# Start of Record excerpts

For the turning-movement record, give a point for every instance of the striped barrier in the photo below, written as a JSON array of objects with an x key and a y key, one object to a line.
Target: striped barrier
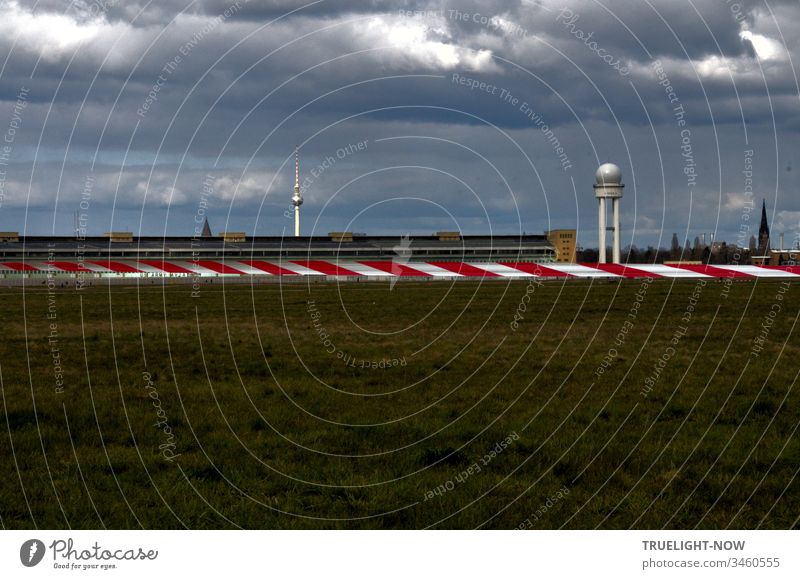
[{"x": 384, "y": 269}]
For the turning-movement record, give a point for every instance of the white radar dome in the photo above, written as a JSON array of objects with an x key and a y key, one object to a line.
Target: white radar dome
[{"x": 608, "y": 174}]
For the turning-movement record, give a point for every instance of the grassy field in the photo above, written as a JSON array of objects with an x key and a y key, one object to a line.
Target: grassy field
[{"x": 494, "y": 405}]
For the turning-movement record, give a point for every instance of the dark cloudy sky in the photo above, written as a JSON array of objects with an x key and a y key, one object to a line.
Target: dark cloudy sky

# End of Record excerpts

§ **Stated task**
Rewrite all of the material above as a JSON list of strings, one string per line, omitting blank lines and leaving out the pictures.

§ **Solution to the problem**
[
  "For the turning-movement record, give a point for every instance of the striped barrier in the photo below, written as a JSON array of objects with an x key and a y key, one object to a line.",
  "Target: striped barrier",
  "[{\"x\": 384, \"y\": 269}]",
  "For the turning-movement record, give a point for every instance of the white radar dome in the photo above, written as a JSON array of objects with an x key and a y key, one object to a line.",
  "Target: white radar dome",
  "[{\"x\": 608, \"y\": 174}]",
  "For the turning-movement record, give a point for every instance of the grassy field in the photo above, written as a JSON array of objects with an x key and a y key, one object to a line.",
  "Target: grassy field",
  "[{\"x\": 494, \"y\": 405}]",
  "For the turning-movement record, give a point for every instance of the dark cloudy sky in the photo above, written as a JSON array of objects with an x key and a y key, one object to a line.",
  "Target: dark cloudy sky"
]